■ **PROVIDED DATA**:
• • •

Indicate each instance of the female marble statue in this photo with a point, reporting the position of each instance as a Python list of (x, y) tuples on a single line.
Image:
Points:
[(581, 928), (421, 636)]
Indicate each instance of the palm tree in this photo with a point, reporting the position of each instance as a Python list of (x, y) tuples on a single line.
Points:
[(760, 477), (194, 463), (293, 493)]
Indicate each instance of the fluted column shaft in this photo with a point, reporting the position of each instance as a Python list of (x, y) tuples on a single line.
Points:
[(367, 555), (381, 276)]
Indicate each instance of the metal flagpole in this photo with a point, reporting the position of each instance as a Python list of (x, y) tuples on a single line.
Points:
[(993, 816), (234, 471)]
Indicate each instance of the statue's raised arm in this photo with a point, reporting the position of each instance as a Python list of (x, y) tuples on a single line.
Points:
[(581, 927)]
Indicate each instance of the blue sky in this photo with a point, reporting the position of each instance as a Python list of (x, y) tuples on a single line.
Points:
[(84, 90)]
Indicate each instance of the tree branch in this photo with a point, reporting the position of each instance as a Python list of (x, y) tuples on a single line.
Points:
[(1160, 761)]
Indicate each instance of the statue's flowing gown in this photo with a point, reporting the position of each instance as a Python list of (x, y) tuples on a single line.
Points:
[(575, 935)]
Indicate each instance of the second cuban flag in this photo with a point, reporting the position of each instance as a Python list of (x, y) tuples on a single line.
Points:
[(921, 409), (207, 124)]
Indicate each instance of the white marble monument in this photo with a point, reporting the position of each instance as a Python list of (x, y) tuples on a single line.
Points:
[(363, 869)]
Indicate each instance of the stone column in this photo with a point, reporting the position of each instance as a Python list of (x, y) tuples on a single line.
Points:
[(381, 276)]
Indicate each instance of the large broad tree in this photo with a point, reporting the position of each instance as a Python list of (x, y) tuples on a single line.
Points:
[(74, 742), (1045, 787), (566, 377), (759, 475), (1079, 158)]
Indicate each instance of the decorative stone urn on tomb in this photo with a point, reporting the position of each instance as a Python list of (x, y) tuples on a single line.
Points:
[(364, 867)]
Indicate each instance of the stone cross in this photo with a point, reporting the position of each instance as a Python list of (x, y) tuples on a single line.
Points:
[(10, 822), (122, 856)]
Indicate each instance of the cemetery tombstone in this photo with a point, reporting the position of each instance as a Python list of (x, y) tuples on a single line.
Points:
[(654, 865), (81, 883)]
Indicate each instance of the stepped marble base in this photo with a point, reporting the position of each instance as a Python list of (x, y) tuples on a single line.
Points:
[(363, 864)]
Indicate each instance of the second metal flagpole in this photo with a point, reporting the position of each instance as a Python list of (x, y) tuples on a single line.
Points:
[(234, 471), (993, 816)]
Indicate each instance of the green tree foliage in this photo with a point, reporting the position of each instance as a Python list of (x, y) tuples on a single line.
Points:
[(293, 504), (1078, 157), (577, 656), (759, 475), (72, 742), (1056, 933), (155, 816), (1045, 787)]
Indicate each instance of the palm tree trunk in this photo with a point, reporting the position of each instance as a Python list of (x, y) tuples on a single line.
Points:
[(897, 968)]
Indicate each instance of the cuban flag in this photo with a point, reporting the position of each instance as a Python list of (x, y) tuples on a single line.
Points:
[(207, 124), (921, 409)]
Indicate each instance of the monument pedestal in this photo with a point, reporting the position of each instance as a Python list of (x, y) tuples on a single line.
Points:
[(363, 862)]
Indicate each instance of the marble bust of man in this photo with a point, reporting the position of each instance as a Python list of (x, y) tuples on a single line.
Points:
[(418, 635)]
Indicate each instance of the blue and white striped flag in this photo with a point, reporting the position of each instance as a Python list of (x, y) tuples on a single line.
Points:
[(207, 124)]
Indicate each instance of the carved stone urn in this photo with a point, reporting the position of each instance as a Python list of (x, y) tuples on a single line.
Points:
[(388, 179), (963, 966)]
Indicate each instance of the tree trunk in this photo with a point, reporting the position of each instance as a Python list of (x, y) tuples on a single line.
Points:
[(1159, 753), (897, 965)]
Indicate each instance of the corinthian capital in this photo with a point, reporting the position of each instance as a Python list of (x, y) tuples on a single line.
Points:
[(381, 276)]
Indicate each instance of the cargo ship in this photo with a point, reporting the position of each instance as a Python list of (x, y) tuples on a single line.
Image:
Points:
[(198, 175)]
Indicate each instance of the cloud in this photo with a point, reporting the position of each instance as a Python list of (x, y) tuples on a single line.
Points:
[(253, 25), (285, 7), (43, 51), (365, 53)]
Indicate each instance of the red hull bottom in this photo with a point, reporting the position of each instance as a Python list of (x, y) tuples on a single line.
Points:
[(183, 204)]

• • •

Reproduce all of the items above, switching "Indicate" to "Mark" wherever it occurs and leaving everything else unchanged.

■ **COMPLETED TASK**:
Mark each instance of the female marble statue in this photo with a point, reporting the position of each instance as a Python list of (x, y) tuples on a single line.
Image:
Points:
[(581, 928), (421, 636)]
Mark each instance of the palm tree in this photo with a point, reporting the position of each instance as a Python list of (x, y) tuples on a single line.
Points:
[(760, 477), (194, 463), (293, 493)]
Mark each instance of the fluted column shaft in this photo with a point, reporting the position of each instance as a Python list of (x, y) tuples on a single line.
Points:
[(367, 555), (381, 276)]
Mark each instance of the metal flagpole in this photo with a point, reporting the position of each instance as a Python list of (x, y) tuples on a single line.
Points:
[(993, 816), (234, 471)]
Mark each instance of the statue's raised arm in this photo with a point, reporting the position of each instance as a Python list of (x, y) tuples on a single line.
Points:
[(581, 927)]
Mark each instance of the blue sky in this photo with a point, reporting the position of each instance as a Python list of (x, y) tuples on a single line.
Points:
[(84, 90)]
Mark each instance of the tree branch in this photo with a point, reporting the position of each instance as a Python list of (x, y) tuples on a single line.
Points:
[(1160, 761)]
Mark each instance of the statue's flowing gown in this photo with a point, reporting the position of each instance as a Python list of (x, y) tuples on a single line.
Points:
[(575, 935)]
Mark each instance of the second cuban flag in this photo with a point, reporting the position of each instance as a Python list of (x, y) tuples on a single line.
Points:
[(921, 409), (207, 124)]
Mark each instance of the white marble monument in this photo with a point, reporting the position of each instance as a Python list of (x, y) tuples on a single line.
Points:
[(363, 869)]
Mark each instance of the stone column in this photo with a point, reporting the position of each instance as a Python list of (x, y) tuples on a single line.
Points:
[(381, 276)]
Mark each instance of the large broad tree in this photo with a point, reporting the position of each instance as a Python list of (x, y) tuples on a single line.
Points:
[(74, 742), (1045, 787), (566, 377), (759, 475), (1079, 158)]
Mark each instance of the decorative stone urn on tomb in this photo with a point, reporting the position of each instance as a Python list of (x, y) tuples on a single line.
Points:
[(364, 867)]
Mark each instance of the stone cross in this photo with a point, reporting the position of each instance as a Python list of (x, y) tuples on a single line.
Points:
[(10, 822), (122, 856)]
Mark each instance of the cemetery tombstone in this photo with a point, reporting the position of each instance as a Python list of (x, y) tuples on a single line.
Points:
[(654, 865), (81, 883)]
Mark each instance of the stepped marble base in this photo with a point, reporting the position of each instance as a Python list of (x, y) tuples on a single line.
Points:
[(363, 864)]
Mark each instance of the second metal flagpole in this photo with a point, reporting the position of each instance as a Python list of (x, y) tuples on a single line.
Points:
[(234, 471), (993, 816)]
Mark each instance of the green tree foliage in this photo with a point, reporting the position of each instance as a Python list of (x, y) tuples on a single line.
Points:
[(293, 504), (1078, 157), (577, 656), (759, 475), (72, 742), (1056, 933), (155, 816), (1045, 787)]
Mark each instance of the palm tree trunk in this photo with a point, reporting the position of each instance as a Python list of (x, y) tuples on a single line.
Points:
[(897, 968)]
Mark each instance of the cuban flag in this photo with a point, reporting the position of each instance as a Python list of (x, y) tuples on a single line.
Points:
[(207, 124), (921, 409)]
Mark each instance of the monument pedestal in this photo with a point, reporting the position of each instance as a Python list of (x, y) tuples on a single line.
Points:
[(363, 862)]
Mark each instance of the marble bust of man in this photo with a point, reporting the position of each instance as a Python list of (x, y) tuples on a single line.
Points:
[(418, 635)]
Mark each instance of the blue and white striped flag in this photo with a point, reporting the position of each instance as a Python list of (x, y) tuples on a single line.
Points:
[(207, 124)]
Mark each instance of the carved stone urn in this photo with a point, reporting the position of each instance as a Python list of (x, y) tuples on a single line.
Points:
[(388, 179), (963, 966)]
Mark each instance of the tree trunk in this photo with a point, reporting the position of each instance as a Python list of (x, y) tuples on a single line.
Points:
[(1159, 753), (897, 965)]
Mark each instance of the corinthian capital in this photo with a point, reporting the position of each instance as a Python list of (x, y) tuples on a single line.
Points:
[(381, 276)]
Mark each instance of the cargo ship in this photo with a point, reporting the position of each instance as a Python list of (x, y) tuples on a single line.
Image:
Points:
[(198, 175)]
Mark each instance of the cloud in this photo with a point, reporting the position of each instance as a Python list of (x, y) tuples on a single line.
Points:
[(253, 25), (285, 7), (43, 51), (365, 53)]
Mark each instance of the red hull bottom in this photo with a point, reporting the position of each instance as a Python list of (x, y) tuples on a single line.
Points:
[(183, 204)]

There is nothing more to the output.